Please restate the data word for word, in full.

• **Excerpts from a dataset**:

^^^^^^^^

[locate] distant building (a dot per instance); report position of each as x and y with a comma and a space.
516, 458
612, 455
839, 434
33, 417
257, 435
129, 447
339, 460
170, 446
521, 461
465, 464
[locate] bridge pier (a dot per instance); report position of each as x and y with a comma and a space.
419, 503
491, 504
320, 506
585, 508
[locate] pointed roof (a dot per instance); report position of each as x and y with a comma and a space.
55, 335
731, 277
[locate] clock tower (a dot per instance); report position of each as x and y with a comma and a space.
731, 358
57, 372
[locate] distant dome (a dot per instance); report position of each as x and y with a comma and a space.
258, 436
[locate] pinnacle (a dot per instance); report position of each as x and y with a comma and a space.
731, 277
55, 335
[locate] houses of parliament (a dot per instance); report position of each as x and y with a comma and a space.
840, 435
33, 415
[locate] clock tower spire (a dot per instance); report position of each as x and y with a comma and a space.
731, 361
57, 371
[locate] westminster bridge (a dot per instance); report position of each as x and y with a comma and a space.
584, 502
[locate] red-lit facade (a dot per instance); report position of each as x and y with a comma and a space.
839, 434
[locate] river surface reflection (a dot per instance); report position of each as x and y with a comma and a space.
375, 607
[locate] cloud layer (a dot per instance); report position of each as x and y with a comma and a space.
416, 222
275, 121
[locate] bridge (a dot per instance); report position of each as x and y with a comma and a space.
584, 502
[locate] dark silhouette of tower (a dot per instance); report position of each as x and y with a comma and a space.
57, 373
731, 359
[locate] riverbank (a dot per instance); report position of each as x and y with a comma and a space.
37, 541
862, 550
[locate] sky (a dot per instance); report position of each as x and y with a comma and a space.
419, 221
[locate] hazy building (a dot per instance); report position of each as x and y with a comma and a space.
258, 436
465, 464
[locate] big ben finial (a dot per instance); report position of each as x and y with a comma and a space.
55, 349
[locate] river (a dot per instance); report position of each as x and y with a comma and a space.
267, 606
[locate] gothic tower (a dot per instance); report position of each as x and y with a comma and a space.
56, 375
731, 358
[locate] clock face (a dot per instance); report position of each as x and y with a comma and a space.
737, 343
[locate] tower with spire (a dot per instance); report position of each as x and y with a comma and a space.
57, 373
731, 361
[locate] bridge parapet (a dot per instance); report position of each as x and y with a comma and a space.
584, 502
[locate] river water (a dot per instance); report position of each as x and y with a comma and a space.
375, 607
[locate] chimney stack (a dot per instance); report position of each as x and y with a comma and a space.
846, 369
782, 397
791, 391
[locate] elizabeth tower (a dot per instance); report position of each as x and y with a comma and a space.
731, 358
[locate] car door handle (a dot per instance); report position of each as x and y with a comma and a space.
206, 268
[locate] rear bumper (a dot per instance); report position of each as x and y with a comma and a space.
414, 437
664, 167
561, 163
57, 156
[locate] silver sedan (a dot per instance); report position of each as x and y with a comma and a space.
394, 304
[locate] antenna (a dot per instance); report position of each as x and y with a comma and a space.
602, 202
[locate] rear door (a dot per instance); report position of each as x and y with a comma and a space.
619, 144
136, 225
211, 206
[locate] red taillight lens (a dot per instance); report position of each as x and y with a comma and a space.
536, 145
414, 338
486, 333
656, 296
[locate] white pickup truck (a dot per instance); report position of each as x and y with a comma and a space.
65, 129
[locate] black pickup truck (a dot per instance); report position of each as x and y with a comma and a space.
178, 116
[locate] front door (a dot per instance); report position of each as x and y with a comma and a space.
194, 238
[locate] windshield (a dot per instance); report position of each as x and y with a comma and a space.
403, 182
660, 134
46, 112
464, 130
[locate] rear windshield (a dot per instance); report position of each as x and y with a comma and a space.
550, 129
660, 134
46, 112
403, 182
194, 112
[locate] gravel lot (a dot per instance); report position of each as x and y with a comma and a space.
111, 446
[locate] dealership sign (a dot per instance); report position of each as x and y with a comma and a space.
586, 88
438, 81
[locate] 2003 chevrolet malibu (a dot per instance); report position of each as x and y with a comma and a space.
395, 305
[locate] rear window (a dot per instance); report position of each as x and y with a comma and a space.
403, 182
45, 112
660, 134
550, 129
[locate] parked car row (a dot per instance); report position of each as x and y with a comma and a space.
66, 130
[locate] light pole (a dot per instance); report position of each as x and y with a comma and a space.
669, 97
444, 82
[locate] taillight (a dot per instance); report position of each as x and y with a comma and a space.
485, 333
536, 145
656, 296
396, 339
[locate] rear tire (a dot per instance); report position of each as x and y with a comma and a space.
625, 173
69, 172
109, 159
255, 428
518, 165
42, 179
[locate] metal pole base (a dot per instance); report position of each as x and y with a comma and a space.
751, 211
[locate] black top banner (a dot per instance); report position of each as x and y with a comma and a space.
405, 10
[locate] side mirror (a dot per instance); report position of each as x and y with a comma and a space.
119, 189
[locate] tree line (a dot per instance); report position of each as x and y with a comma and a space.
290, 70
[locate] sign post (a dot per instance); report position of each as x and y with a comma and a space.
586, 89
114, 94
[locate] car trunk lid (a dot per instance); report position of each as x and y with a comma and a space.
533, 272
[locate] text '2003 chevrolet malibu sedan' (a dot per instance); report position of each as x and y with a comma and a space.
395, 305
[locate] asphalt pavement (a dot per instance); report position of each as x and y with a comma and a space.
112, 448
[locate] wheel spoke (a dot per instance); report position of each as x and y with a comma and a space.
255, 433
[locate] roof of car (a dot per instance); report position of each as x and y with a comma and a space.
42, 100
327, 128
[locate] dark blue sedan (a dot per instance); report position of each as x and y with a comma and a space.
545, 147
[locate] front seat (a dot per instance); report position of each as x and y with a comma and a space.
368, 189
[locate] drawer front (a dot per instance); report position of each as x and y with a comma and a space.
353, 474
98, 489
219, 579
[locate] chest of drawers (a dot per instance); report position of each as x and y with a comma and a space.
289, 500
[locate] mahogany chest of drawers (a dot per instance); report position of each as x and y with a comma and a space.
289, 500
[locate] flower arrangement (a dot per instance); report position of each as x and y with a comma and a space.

^^^^^^^^

• **Problem solution**:
[locate] distant building (a dot per instance); report position of each as x and y with a comma and a space.
516, 458
612, 455
839, 434
33, 417
257, 435
129, 447
339, 460
170, 446
521, 461
465, 464
[locate] bridge pier (a dot per instance); report position of each as x and y with a comma and a space.
419, 503
491, 504
320, 506
585, 508
[locate] pointed roof (a dot per instance); report position of each as x and y with a comma and a space.
55, 335
731, 277
[locate] clock tower (a dot per instance); report position of each as x and y with a comma and a space.
731, 358
57, 372
[locate] distant dome (a dot per instance); report position of each as x and y with a comma and a space.
258, 436
[locate] pinnacle (a dot per instance); report position of each as x and y with a comma and a space.
731, 277
55, 335
[locate] houses of parliament (a dot per instance); report position of each as x and y with a comma and a space.
840, 435
33, 415
[locate] clock tower spire (a dot per instance); report position of each as x and y with a comma and a space.
731, 361
57, 371
[locate] westminster bridge (a dot per instance); report position of each as x and y with a comma and a space.
584, 502
[locate] red-lit facade (a dot per instance); report position of each as x and y with a comma and a space.
839, 434
[locate] river surface reflection (a dot per instance); report position of each as x and y with a comma and a space.
375, 607
[locate] cloud layer (a dot per instance); report position of each as x and y with a comma and a space.
416, 222
275, 121
[locate] bridge (a dot per instance); report position of each as x and y with a comma and a space.
584, 502
[locate] dark silhouette of tower (a dot per instance); report position of each as x and y with a comma and a space.
57, 373
731, 359
[locate] riverbank (a dot per instance); report position of each as x and y with a comma and a space.
37, 541
862, 550
[locate] sky (a dot per instance); report position of each as x and y with a comma and a space.
419, 221
[locate] hazy building (a dot per instance); report position of each as x and y with a comma and a space.
258, 436
465, 464
[locate] big ben finial (a dot per instance); report position of each as x and y with a comma and a space.
55, 349
[locate] river (a dot per instance); report position of each as x and y with a comma and a space.
267, 606
[locate] gothic tower (a dot per instance); report position of each as x and y with a comma and a space.
56, 375
731, 358
[locate] clock face (a dot per instance); report position of each as x and y with a comma and a space.
737, 343
[locate] tower with spire (a dot per instance); report position of each as x and y with a comma and a space.
57, 373
731, 361
[locate] bridge parapet (a dot per instance); report position of each as x and y with a comma and a space.
584, 502
[locate] river water (a dot per instance); report position of each as x and y with a comma and a space.
375, 607
[locate] chimney stack (a dot per instance); report position of each as x and y with a comma and a space.
846, 369
782, 397
791, 391
[locate] elizabeth tower (a dot per instance); report position of each as x and y with a comma and a space.
731, 358
[locate] car door handle (a dot per instance); report position of each as x and y with a comma and a space.
206, 268
[locate] rear bumper (a dot per instance); report position of each as x and y with a comma and a space.
414, 437
664, 167
561, 163
57, 156
[locate] silver sedan (a dot per instance); report position of each as x and y with a comma and a space.
394, 304
[locate] antenna (a dot per instance); report position of each as x and y with a comma and a space.
602, 202
[locate] rear door (a dot per instance); report position of each as x and y with a comma and a space.
619, 144
136, 225
211, 206
[locate] red taillight lens (a dot per instance); report position of each as x and y with a comma and a space.
536, 145
414, 338
486, 333
656, 296
[locate] white pickup truck (a dot per instance); report position of each as x and y with a comma and a space.
65, 129
[locate] black pickup truck (a dot per instance); report position of each as x and y with a comma and a space.
178, 116
[locate] front door (a dot per instance); report position of each as x and y with a comma and a space.
194, 238
[locate] windshield (a dot per instance); report position of each as x and y with a comma and a space.
403, 182
660, 134
46, 112
464, 130
[locate] rear windshield (a dot per instance); report position of each as x and y with a comma and a space.
550, 129
660, 134
46, 112
403, 182
194, 112
[locate] gravel lot (a dot per instance); report position of each as x and y with a comma and a space.
111, 446
[locate] dealership sign (a dot per instance); report position of each as x and y with a comma and a space.
586, 88
438, 81
[locate] 2003 chevrolet malibu (a dot per instance); report position of each as x and y with a comma and a space.
395, 305
[locate] rear window (a dot per instance); report position of each as x and y with a comma and a space.
403, 182
45, 112
660, 134
550, 129
[locate] parked car row (a dot per instance); report position of each as x and y with a comma and a space.
66, 130
[locate] light pole (a dot per instance); report position of each as x and y with a comma and a space.
669, 97
444, 82
[locate] taillight (a dot per instance); report position of each as x and y with a comma and a space.
485, 333
536, 145
656, 296
396, 339
[locate] rear tire (a dot per instance); report position of each as x and y with a comma and a space.
625, 173
69, 172
109, 159
255, 428
518, 165
42, 179
[locate] metal pole base (a dot per instance); report position of each as x and y with a comma and a space.
751, 211
[locate] black top banner (a dot per instance); report position of each as x and y with a comma and a space.
405, 10
[locate] side mirror (a dot per instance); report position of each as x and y with a comma and a space.
119, 189
[locate] tree line (a dot per instance); report position of each as x and y with a comma and a space.
290, 70
[locate] sign post (a dot per instance); report position of each as x and y with a comma and a space.
586, 89
114, 94
[locate] car trunk lid (a dot per instance); report position of each as x and y with a comma and a space.
533, 272
[locate] text '2003 chevrolet malibu sedan' (a dot per instance); report position of each as x and y with a comma and a space.
395, 305
[locate] asphalt pavement (a dot per instance); report position of each as x and y with a comma and a space.
112, 448
[locate] wheel spoke (a dot per instance); report position of each as x and y with a comma and a space.
255, 433
[locate] roof of car (a dot per instance); report position of each as x and y with a comma and a space.
42, 100
327, 128
[locate] dark blue sedan (a dot per instance); report position of each as x and y with a comma and a space.
545, 147
[locate] front seat (a dot per instance); report position of each as x and y with a comma and a space.
368, 189
[locate] drawer front (a dot per instance); report position of each as x and y with a comma and a space.
353, 474
98, 489
219, 579
[locate] chest of drawers (a dot per instance); report position of each as x and y with a comma and a space.
289, 500
[locate] mahogany chest of drawers (a dot per instance); report position of each as x and y with a comma and a space.
289, 500
[locate] flower arrangement (a dot per instance); report position of each as x and y with a comma and a space.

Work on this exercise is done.